* **Direction**:
Pull out each line of the listing below that contains the string "beak", and copy those lines.

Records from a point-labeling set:

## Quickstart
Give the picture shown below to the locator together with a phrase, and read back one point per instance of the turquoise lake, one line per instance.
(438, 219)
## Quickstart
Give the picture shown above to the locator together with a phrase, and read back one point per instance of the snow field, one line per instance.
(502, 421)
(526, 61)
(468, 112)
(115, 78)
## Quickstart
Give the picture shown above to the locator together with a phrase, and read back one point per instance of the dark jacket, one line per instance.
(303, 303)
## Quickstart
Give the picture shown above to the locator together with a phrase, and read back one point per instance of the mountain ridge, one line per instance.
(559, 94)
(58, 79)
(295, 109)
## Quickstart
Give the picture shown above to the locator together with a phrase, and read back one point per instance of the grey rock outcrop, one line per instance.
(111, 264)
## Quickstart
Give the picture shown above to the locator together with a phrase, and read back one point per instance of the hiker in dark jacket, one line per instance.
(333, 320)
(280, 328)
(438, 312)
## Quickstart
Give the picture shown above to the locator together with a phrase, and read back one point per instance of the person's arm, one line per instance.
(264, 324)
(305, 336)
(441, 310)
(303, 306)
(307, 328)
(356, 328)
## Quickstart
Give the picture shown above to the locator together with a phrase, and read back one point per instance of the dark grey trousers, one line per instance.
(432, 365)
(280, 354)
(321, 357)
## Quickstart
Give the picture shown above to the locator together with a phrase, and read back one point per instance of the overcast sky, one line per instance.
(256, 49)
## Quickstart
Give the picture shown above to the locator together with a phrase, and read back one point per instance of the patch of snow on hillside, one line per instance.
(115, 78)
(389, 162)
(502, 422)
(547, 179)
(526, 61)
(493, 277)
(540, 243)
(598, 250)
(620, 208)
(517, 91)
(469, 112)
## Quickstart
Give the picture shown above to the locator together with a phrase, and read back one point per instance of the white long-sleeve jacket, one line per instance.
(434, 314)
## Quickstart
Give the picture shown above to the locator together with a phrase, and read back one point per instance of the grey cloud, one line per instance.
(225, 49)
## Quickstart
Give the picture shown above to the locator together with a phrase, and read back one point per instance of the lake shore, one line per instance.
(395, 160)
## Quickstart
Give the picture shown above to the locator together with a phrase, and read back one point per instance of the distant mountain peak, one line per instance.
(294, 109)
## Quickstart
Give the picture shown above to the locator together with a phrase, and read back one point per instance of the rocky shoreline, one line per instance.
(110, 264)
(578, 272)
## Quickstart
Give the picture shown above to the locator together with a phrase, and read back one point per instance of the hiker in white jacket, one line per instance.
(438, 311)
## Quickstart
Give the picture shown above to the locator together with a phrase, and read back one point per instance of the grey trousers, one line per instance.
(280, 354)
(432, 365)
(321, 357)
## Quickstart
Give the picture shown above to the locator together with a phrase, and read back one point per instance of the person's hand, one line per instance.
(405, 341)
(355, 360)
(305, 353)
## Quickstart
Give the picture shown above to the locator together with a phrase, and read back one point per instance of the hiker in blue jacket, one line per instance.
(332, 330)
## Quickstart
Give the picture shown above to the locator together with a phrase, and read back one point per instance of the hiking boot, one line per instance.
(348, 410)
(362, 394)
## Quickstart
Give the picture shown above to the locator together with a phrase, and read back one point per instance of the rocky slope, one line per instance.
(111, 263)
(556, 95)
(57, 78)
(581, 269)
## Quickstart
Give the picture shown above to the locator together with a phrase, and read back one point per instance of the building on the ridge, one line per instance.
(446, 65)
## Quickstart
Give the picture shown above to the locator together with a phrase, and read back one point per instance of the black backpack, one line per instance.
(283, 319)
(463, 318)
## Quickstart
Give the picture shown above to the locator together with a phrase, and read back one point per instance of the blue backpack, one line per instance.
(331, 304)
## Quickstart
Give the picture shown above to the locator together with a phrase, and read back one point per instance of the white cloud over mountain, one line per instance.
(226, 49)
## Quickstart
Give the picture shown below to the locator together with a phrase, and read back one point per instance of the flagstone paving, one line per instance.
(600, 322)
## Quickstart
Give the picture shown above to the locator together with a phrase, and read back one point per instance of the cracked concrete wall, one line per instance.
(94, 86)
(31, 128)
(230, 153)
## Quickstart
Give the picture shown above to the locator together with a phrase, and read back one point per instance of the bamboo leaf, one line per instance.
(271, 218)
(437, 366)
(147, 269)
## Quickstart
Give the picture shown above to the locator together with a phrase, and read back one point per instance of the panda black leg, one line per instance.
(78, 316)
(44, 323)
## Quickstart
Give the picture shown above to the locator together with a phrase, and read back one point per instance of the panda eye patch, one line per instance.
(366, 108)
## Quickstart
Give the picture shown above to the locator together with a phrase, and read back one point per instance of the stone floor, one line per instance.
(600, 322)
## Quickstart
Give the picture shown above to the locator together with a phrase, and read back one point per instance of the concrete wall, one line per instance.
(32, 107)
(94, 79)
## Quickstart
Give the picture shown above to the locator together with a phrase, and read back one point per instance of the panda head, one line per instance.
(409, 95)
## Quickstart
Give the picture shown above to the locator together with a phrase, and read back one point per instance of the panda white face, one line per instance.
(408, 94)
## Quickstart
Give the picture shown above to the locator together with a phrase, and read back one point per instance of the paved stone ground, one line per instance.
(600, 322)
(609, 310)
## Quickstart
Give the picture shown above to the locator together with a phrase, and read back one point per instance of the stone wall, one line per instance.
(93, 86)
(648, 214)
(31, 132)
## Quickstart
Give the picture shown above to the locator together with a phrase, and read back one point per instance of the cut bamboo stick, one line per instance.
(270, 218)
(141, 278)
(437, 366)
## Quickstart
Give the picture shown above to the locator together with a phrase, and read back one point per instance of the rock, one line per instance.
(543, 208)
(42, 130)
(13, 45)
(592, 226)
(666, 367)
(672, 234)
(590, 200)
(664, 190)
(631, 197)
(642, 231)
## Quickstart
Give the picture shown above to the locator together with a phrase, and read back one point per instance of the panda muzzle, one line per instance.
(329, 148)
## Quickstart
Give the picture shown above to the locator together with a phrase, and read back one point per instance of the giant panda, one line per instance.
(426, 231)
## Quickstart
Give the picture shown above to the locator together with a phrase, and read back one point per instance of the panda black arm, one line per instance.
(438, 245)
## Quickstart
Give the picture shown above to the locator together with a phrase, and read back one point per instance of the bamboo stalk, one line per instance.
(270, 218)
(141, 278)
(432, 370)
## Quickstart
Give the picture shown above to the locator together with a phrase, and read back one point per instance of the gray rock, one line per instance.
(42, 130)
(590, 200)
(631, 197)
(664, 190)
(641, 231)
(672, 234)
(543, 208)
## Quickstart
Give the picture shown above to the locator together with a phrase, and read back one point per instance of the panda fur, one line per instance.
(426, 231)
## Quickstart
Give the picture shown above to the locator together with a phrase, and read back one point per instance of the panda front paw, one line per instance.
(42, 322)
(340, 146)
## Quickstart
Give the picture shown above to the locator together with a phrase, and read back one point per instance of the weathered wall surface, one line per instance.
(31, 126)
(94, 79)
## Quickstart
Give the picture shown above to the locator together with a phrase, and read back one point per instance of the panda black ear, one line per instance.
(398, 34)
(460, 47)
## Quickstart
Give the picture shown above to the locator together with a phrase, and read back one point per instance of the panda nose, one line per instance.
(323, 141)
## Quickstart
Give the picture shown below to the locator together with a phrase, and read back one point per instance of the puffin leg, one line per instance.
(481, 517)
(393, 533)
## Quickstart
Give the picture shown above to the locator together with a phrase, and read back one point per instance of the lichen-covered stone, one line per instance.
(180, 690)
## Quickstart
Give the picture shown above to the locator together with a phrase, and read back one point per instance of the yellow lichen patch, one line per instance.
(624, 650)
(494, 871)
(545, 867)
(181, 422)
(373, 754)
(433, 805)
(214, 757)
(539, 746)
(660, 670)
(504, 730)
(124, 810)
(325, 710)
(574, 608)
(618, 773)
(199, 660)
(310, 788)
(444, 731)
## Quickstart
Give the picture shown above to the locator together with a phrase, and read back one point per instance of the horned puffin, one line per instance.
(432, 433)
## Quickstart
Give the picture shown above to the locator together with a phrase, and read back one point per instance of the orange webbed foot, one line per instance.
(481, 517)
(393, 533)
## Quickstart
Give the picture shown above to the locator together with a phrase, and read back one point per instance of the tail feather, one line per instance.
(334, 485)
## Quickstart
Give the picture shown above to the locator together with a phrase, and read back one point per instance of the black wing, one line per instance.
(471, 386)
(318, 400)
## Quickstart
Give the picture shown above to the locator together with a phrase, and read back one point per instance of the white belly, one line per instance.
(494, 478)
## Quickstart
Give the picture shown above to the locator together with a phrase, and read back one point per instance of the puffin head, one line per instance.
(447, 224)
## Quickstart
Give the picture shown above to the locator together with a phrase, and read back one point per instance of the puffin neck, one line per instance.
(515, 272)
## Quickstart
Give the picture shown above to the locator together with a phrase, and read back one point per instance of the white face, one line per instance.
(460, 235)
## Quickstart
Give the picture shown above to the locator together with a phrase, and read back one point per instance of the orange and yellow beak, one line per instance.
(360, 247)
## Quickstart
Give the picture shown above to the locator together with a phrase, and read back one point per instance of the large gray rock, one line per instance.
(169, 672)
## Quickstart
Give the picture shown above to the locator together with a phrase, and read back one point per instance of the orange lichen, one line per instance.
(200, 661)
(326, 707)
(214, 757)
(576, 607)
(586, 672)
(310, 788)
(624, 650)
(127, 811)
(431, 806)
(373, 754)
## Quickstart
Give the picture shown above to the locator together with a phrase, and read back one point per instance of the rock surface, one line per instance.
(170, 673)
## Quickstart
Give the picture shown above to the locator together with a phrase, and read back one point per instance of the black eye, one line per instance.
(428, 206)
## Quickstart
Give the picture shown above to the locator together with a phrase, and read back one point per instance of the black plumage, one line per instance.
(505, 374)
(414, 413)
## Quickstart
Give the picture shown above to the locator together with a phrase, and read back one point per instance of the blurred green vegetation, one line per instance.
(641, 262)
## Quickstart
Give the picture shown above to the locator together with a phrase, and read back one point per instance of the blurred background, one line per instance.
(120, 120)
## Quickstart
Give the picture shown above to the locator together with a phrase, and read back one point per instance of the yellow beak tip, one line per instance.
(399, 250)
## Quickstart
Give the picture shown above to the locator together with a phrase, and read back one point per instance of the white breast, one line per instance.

* **Solved exercise**:
Give the picture shown above to the locator together with a phrase, and read back one point per instance of the orange and yellow beak, one line per instance.
Give the picture shown above to the locator together with a phrase, and read back one point per instance of the yellow beak tip, one line per instance.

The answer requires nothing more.